▶ Estratto del testo:

E per questo – rammenta Pino Corrias su l’Espresso – Craxi “disse che considerava Antonio Di Pietro metà poliziotto metà spione, in mano all’intelligence americana. Non un magistrato ma una pedina. Usata per perfezionare il rendiconto politico, sotto la forma coercitiva di un’inchiesta piena di buchi, false prove, omissioni”.
Soprattutto “omissioni” come dimostra in modo plastico la (non) gestione dell’Uomo a un passo da Dio, colui il quale sapeva tutti i segreti dell’Italia corrotta, da Enimont a Tangentopoli, ossia Francesco Pacini Battaglia, uno dei rari inquisiti con cui Di Pietro usò il guanto di velluto, non facendogli passare neanche una notte in gattabuia.
Aveva perfettamente ragione, Craxi, su ‘O Pm Di Pietro e i suoi lacchè di Mani pulite a Milano.
Non ha mai spiegato, Di Pietro, come mai già diversi mesi prima dallo scoppio di Mani pulite, si recava praticamente ogni settimana a rendere una visita omaggio all’ambasciatore americano a Milano, come all’epoca – del tutto ignorata – documentò la Stampa. Per prendere lezioni di inglese?
E come mai in occasione di una cena natalizia alla quale prese parte anche Bruno Contrada (pochi giorni prima d’essere arrestato) faceva capolino un colonnello della Cia? Solo casi, strane coincidenze?
Ecco spiegata la “etero-direzione” Usa di Mani pulite, il cambio dei cavalli sui quali puntare, la “nuova” classe politica che (non) sarebbe venuta fuori. Perché il nostro fosse sempre più il Belpaese nel quale sguazzare a piacimento, mordendolo a pezzi e bocconi: senza gli intralci di un Berlinguer (morto da ictus misterioso), un Moro (“Doveva Morire” come la Cia voleva) e un Craxi, eliminato per via giudiziaria. Facile come bere un bicchier d’acqua.
Ecco, di seguito, il pezzo sui droni killer di Sigonella.
A SIGONELLA DRONI NATO PER LE STAR WARS
Sigonella al centro di intense manovre Nato a base di sofisticati droni e sempre più avamposto degli Stati Uniti nel Mediterraneo in veste non proprio pacifista, tutta ispirata a Star Wars.
E’ di qualche giorno fa l’atterraggio nella Main Operation Base a Sigonella dei primi due droni RQ-4D ‘Phoenix’ del nuovo sistema d’intelligence e conduzione delle future guerre globali AGS della Nato, prodotti dalla Northrop Grumman.
Altri tre droni giungeranno dagli Usa a Sigonella nei prossimi 2-3 mesi per essere operativi full time entro giugno 2020.
Ma affinchè l’intero sistema di ‘sorveglianza terrestre’ Ags sia completato bisognerà attendere il 2022, con cinque anni di ritardo sul contratto siglato tra il comando Nato e la Northrop Grumman da 1 miliardo e mezzo di dollari, il più costoso di tutta la storia dell’Alleanza Atlantica.

▶ Dati archiviati:
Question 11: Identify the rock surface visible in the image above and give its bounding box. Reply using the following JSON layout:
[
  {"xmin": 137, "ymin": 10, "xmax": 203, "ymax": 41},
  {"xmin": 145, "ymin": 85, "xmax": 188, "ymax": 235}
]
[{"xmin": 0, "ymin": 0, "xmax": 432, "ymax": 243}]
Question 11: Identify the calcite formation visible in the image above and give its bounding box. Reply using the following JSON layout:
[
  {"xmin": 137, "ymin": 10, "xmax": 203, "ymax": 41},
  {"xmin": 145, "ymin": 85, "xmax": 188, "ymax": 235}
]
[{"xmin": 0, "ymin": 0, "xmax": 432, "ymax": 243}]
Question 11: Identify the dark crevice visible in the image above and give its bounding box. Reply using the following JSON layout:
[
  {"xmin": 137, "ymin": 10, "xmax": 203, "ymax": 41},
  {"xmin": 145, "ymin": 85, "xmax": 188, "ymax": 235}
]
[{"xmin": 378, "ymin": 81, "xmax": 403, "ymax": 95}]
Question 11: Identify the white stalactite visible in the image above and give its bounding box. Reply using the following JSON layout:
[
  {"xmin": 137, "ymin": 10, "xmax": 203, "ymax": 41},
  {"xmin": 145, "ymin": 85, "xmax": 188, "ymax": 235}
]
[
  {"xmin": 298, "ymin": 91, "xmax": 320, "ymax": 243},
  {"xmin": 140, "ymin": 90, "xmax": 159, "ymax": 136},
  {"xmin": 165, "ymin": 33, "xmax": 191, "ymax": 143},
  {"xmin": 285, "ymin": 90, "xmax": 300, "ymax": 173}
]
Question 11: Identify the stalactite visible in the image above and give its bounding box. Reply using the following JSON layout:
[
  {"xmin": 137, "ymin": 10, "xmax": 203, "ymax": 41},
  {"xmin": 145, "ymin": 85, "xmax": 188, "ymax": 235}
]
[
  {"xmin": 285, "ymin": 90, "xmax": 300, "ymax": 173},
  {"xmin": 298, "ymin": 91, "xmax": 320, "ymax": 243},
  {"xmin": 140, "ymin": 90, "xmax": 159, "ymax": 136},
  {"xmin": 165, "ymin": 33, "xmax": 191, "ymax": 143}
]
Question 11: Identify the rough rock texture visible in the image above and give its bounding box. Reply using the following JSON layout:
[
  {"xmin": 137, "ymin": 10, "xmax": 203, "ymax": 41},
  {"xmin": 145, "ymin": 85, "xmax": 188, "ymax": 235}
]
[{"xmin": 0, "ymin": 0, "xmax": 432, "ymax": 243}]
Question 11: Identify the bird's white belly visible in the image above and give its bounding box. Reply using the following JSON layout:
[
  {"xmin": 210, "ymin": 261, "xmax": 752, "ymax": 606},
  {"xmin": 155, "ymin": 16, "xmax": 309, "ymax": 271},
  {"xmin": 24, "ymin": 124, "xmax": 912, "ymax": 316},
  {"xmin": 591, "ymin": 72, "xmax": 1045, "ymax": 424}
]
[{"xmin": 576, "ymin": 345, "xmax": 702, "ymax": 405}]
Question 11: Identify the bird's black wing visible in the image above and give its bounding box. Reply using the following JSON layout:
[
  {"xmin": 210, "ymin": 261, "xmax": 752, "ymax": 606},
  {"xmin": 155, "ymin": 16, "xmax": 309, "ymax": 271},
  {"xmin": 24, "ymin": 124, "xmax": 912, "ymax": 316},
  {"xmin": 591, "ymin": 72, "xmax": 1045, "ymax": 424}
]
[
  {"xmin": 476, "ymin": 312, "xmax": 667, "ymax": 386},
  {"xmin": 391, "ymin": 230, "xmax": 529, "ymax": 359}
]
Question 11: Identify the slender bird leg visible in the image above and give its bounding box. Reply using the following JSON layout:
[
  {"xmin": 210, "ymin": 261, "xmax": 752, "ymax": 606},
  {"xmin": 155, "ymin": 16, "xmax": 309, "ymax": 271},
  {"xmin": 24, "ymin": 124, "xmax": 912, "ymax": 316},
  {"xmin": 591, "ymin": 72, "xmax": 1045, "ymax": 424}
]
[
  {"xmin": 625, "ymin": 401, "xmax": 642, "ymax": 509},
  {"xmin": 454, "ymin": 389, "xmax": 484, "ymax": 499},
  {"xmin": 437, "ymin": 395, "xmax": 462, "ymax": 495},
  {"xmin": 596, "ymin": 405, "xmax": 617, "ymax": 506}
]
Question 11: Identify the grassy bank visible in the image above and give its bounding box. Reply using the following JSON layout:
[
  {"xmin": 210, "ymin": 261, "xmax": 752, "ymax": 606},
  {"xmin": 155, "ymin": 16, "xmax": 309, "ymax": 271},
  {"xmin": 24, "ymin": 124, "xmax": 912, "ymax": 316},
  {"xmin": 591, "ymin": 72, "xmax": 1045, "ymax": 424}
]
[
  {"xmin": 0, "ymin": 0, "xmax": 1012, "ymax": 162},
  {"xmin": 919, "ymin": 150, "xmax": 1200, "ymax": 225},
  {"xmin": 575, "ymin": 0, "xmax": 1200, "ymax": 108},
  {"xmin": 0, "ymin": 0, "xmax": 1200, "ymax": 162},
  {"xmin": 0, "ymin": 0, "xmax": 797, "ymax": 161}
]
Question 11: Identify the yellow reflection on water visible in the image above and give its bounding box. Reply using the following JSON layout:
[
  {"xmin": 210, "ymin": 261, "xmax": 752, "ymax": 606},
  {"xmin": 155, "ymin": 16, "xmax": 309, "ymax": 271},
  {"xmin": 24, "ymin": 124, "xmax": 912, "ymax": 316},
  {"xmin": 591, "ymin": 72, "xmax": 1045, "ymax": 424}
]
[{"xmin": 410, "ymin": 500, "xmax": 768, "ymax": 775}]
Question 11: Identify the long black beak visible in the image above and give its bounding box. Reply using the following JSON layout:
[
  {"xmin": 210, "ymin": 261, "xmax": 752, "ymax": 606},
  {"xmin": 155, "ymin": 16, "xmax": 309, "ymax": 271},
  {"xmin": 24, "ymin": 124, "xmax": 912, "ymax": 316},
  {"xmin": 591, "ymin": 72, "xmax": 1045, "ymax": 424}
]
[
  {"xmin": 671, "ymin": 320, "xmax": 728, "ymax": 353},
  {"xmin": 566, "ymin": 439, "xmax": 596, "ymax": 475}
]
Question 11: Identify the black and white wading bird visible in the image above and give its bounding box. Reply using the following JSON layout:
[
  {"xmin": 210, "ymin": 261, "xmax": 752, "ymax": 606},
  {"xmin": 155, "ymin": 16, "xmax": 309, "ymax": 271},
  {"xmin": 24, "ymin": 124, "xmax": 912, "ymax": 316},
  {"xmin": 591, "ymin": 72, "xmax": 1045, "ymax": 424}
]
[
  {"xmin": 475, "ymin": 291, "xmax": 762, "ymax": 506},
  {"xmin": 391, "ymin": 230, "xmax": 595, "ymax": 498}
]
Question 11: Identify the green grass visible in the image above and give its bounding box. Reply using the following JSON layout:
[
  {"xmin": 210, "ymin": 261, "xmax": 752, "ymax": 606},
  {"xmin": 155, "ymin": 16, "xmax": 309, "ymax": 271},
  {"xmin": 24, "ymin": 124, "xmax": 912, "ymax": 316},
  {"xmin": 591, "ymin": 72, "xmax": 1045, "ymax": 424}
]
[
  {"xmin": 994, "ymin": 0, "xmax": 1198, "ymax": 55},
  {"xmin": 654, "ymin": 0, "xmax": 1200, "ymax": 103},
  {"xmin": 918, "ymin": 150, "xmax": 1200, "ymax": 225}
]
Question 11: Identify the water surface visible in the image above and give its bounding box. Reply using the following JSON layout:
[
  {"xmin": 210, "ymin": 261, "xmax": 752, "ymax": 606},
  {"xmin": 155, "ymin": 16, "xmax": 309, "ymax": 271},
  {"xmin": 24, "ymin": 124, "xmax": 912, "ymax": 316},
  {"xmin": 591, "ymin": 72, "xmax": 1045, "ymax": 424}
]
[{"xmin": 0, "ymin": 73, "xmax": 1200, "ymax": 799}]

▶ Istruzioni di lavoro: Secondo l'estratto del testo, in quale anno sarà completato l'intero sistema di sorveglianza terrestre AGS? Le voci qui non hanno alcun ruolo.

▶ Risposta finale: Nel 2022.